#### [DATA FOR THIS EXERCISE]
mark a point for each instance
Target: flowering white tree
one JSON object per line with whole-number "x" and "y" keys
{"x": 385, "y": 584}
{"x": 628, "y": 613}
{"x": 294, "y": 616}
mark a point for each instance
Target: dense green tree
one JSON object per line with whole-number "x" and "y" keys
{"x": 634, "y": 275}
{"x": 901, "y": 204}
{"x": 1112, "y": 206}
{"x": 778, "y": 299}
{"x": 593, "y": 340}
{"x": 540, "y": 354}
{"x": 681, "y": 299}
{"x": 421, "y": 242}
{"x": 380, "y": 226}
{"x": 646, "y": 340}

#### [REQUIRED WORK]
Rewrite the records above with every instance of "whole-number" changed to "integer", leaving all else the same.

#### [OUTPUT FOR THIS EXERCISE]
mark a point for each instance
Target: flowering white tree
one JSON object per line with integer "x" and "y" keys
{"x": 385, "y": 584}
{"x": 628, "y": 613}
{"x": 294, "y": 616}
mark a point for each instance
Target: dense green tree
one JSON object per line with integer "x" and "y" keys
{"x": 634, "y": 275}
{"x": 901, "y": 204}
{"x": 1112, "y": 206}
{"x": 778, "y": 299}
{"x": 593, "y": 340}
{"x": 540, "y": 354}
{"x": 681, "y": 299}
{"x": 421, "y": 242}
{"x": 380, "y": 226}
{"x": 646, "y": 340}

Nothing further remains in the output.